• Assigned task A:
List each distinct number written with digits in the text about the raw food diet, in order of first appearance.
• Assigned task B:
Copy out the part of the text about the raw food diet between "Because I’ve been" and "a new book.", inclusive.

• Page text:
##########

Because I’ve been involved in the raw food movement since 1997, some people assume that I’ve always eaten a 100% raw food diet. This is not the case.

I only ate a 100% raw food diet for about 3 and 1/2 years in my early days, and since then, after a lot of experimenting, I eat a combination of raw and cooked foods. Of course, during the last 15 years, I’ve had periods when I ate more or less raw foods. I also ate 100% raw for months at a time.

But It’s been very clear for many years that a 100% raw food diet as an ideal to maintain for life was not the right diet for me.

So in today’s article, I’m going to explain the reasons why. This is the first part of the article, with the last part coming next week.

But first, a little update. For the past year, I’ve been working on a new book.

This is a book that I’m actually VERY excited about.

##########

• Information given:
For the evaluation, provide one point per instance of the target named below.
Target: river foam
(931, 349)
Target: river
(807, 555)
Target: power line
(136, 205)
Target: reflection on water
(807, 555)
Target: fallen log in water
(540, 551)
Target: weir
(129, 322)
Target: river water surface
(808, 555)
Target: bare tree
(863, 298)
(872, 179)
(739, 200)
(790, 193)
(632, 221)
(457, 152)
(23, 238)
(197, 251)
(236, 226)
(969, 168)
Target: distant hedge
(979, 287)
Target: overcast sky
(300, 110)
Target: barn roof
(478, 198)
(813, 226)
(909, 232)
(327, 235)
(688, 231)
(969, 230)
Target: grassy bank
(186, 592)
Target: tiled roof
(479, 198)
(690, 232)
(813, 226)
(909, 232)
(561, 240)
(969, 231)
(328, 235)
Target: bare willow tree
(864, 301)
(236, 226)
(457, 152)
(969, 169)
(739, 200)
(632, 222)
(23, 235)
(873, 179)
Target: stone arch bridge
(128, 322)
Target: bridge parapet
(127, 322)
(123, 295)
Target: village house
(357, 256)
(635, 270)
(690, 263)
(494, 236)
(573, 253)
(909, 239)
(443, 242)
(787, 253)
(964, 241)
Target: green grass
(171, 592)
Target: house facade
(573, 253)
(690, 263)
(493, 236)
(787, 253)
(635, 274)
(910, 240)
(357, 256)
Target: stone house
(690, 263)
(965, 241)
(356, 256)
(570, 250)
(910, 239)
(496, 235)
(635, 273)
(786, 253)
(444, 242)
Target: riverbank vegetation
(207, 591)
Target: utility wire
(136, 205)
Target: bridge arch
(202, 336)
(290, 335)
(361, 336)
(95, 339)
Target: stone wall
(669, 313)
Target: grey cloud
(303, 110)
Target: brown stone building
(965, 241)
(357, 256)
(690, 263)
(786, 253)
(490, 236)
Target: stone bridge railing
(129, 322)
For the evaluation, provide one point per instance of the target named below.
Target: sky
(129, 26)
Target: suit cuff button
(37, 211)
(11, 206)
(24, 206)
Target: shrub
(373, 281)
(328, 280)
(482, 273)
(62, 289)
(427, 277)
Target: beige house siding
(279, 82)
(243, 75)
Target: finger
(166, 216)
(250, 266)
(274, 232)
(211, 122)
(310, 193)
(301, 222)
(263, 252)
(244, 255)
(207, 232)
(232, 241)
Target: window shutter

##########

• Problem solution A:
1997; 100%; 3 and 1/2; 15

• Problem solution B:
Because I’ve been involved in the raw food movement since 1997, some people assume that I’ve always eaten a 100% raw food diet. This is not the case.

I only ate a 100% raw food diet for about 3 and 1/2 years in my early days, and since then, after a lot of experimenting, I eat a combination of raw and cooked foods. Of course, during the last 15 years, I’ve had periods when I ate more or less raw foods. I also ate 100% raw for months at a time.

But It’s been very clear for many years that a 100% raw food diet as an ideal to maintain for life was not the right diet for me.

So in today’s article, I’m going to explain the reasons why. This is the first part of the article, with the last part coming next week.

But first, a little update. For the past year, I’ve been working on a new book.